== Text passage

Location Sensitive Hashing is the name of special algorithm designed to address complexity of BigData processing.
Let's consider the follwoing example: assume we have two independent systems, one is web-application that gets user's profile from social network, second system is online payment system. Our idea is merge profiles from social network and payment system. Of course, the social network user might not be presented in payment system at all, cerate accounts in different time and definetely we don't have foreign key to match them exactly. There are two possible issues:
- there are two huge data sets that must be merged
- an user's name might look different in social network and payment system
The naive approach is to compare social network user and payment system user names, calculate Hamming distance between them and pick up the most similar pair as successfuly matched. The biggest issue here is O(n2) complexity of this approach.
We want to minimize a number of comparison between two datasets. Hopefully, this issue was resolved by inventing Location Sensitive Hashing algorithm. Let's consider simple hashing:
f(str) → x
we can calculate hashing function f on string (user name from profile) s and get integer x; then we need to compare Hamming distances only for strings which have the same x. The issue here is to pick up very good hashing function, which is almost impossible. Hopefully, we are not limited by one function: we can apply several/tens/hundreds hashing functions - in this case we would have data duplication, because one string would be assigned to several buckets (hash value). It would increase the number of useles comparisons, but at the some moment we would have a bigger chance to get succesful comparison.

====

#### [Prompt 1]
From the passage on Location Sensitive Hashing, extract the text between "Let's consider the" and "of this approach.", inclusive.
#### [Prompt 2]
List each complication that the sentence beginning "Of course" in the passage on Location Sensitive Hashing gives for matching social network profiles with payment system accounts.
#### [Prompt 3]
Carry the passage on Location Sensitive Hashing on from its final sentence.

== Data shown

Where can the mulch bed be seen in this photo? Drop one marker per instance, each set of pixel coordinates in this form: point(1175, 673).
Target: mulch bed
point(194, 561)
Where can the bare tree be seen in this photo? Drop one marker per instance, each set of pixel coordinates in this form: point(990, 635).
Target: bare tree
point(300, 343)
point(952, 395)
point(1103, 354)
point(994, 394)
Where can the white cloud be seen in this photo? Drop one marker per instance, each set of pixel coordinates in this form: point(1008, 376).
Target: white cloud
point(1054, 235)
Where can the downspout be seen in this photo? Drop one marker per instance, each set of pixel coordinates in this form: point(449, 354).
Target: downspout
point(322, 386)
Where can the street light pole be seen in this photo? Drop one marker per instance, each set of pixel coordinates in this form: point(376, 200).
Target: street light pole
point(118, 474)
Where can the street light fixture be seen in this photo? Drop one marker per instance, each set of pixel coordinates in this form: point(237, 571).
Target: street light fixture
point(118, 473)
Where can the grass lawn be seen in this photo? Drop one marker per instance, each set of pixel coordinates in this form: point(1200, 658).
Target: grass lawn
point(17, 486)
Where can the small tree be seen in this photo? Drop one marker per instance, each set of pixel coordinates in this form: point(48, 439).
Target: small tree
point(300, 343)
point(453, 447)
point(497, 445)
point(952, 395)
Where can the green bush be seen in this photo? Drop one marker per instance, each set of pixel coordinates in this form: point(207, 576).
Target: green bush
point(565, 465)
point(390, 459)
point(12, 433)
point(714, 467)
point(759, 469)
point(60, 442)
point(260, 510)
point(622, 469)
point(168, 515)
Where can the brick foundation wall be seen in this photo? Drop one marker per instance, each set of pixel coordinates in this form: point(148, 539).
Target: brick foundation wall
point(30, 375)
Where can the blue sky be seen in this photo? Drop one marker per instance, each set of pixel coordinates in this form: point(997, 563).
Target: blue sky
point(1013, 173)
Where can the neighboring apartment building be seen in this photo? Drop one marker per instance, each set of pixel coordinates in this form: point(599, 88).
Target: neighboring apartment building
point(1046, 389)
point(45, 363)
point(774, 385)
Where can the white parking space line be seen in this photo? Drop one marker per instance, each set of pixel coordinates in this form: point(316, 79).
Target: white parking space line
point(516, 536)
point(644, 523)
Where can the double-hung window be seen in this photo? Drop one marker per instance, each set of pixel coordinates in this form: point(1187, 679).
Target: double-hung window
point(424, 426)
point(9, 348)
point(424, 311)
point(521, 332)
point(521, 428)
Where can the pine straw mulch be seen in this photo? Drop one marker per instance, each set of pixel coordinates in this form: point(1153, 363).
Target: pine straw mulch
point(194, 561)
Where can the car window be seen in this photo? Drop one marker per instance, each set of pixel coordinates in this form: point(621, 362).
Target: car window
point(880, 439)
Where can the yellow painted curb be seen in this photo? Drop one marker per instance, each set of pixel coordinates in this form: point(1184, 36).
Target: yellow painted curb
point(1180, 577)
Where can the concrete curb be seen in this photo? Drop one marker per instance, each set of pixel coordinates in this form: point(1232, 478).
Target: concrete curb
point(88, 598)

====

#### [Expected answer 1]
Let's consider the follwoing example: assume we have two independent systems, one is web-application that gets user's profile from social network, second system is online payment system. Our idea is merge profiles from social network and payment system. Of course, the social network user might not be presented in payment system at all, cerate accounts in different time and definetely we don't have foreign key to match them exactly. There are two possible issues:
- there are two huge data sets that must be merged
- an user's name might look different in social network and payment system
The naive approach is to compare social network user and payment system user names, calculate Hamming distance between them and pick up the most similar pair as successfuly matched. The biggest issue here is O(n2) complexity of this approach.

#### [Expected answer 2]
- The social network user might not be present in the payment system at all.
- The accounts are created at different times.
- There is no foreign key to match them exactly.

#### [Expected answer 3]
However, it wouldn't work good enough, because names might have misprintings and using special lettern in social profile when only traditional latin in payments system or vice versa. n-grams and minhashing might come in handy in this situation. The main idea is to get all possible n-grams for string and apply minhashing algorithm to them. In result, we aims to get a set of new hash codes based on n-grams and make comparison of string that was placed into the same buckets based on these hashcodes.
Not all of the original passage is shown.